Excerpt:
■ ■ ■ ■ ■ ■ ■

Robert Schwartz, MD, Emeritus

Robert H. Schwartz, M.D.

Dr.  Schwartz is an alumnus of PS #138 (1949), Midwood High School (1953), Dartmouth College (1957), and the University of Rochester (1962). After an internship/residency in Medicine and Pediatrics at Strong Memorial Hospital (1962-1964), he became an NIH clinical associate (1964-1966), conducting clinical research and caring for infants, children, and young adults with cystic fibrosis. He completed Pediatric residency at Babies Hospital in New York City (1966-1967) and fellowship in Pediatric Allergy & Immunology in Rochester, New York (1967-1969). While director of the Cystic Fibrosis Care, Teaching and Resource Center (1967 to 1985), his NIH-funded research was in epidemiology and genetics of childhood chronic respiratory conditions including cystic fibrosis, asthma, and alpha-1-antitrypsin deficiency, and allergic bronchopulmonary aspergillosis.  In collaboration with international investigators, his genealogic and genetic field work contributed to understanding the cystic fibrosis gene locus and its genotype variants. Working with Hutterite, Mennonite, and Amish kindreds of North America, Dr. Schwartz and his collaborators found that the Hutterite kindred had two cystic fibrosis genetic variants, making it possible for them to chose and perhaps achieve early control of cystic fibrosis.In 1985, Dr. Schwartz and Dr. John Condemi left their full-time tenured academic positions and founded AAIR (Allergy, Asthma, Immunology of Rochester), a major allergy training locus for residents in both Pediatrics and Medicine. While at AAIR, Bob  conducted clinical research in the areas of Pediatric Asthma and Food Allergy.

Dr. Schwartz is a former director of the American Board of Allergy and Immunology (1978-1983) and co-director of the Allergy & Immunology residency training program in Rochester (1970-1985) and editor-in-chief of Pediatric Asthma Allergy & Immunology (1996-1999). He has published 100 papers and 80 abstracts in medical journals. He has been the principal investigator in NIH-funded study grants and contracts and has been the principal investigator and sub-investigator in many pharmaceutical company-sponsored drug study trials.

■ ■ ■ ■ ■ ■ ■

Reproduce the passage of the profile of Dr. Schwartz that begins with the words containing "Dr. Schwartz is" and ends with "drug study trials.", word for word. None of the items that follow has any bearing on this profile.

■ ■ ■ ■ ■ ■ ■

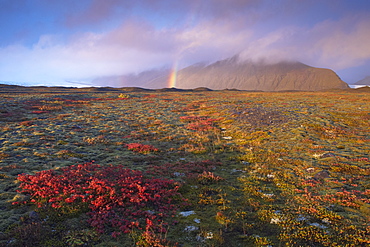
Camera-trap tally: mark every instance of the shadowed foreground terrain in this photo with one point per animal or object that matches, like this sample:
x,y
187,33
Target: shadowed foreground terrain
x,y
206,168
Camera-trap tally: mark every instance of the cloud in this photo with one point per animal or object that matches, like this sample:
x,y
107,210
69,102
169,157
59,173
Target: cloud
x,y
202,31
332,44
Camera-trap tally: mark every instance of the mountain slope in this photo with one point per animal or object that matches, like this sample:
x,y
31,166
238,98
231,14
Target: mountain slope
x,y
365,81
248,75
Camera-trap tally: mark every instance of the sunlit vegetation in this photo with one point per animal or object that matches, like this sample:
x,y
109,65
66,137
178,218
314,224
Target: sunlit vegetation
x,y
217,168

■ ■ ■ ■ ■ ■ ■

Solution to this task:
Dr. Schwartz is a former director of the American Board of Allergy and Immunology (1978-1983) and co-director of the Allergy & Immunology residency training program in Rochester (1970-1985) and editor-in-chief of Pediatric Asthma Allergy & Immunology (1996-1999). He has published 100 papers and 80 abstracts in medical journals. He has been the principal investigator in NIH-funded study grants and contracts and has been the principal investigator and sub-investigator in many pharmaceutical company-sponsored drug study trials.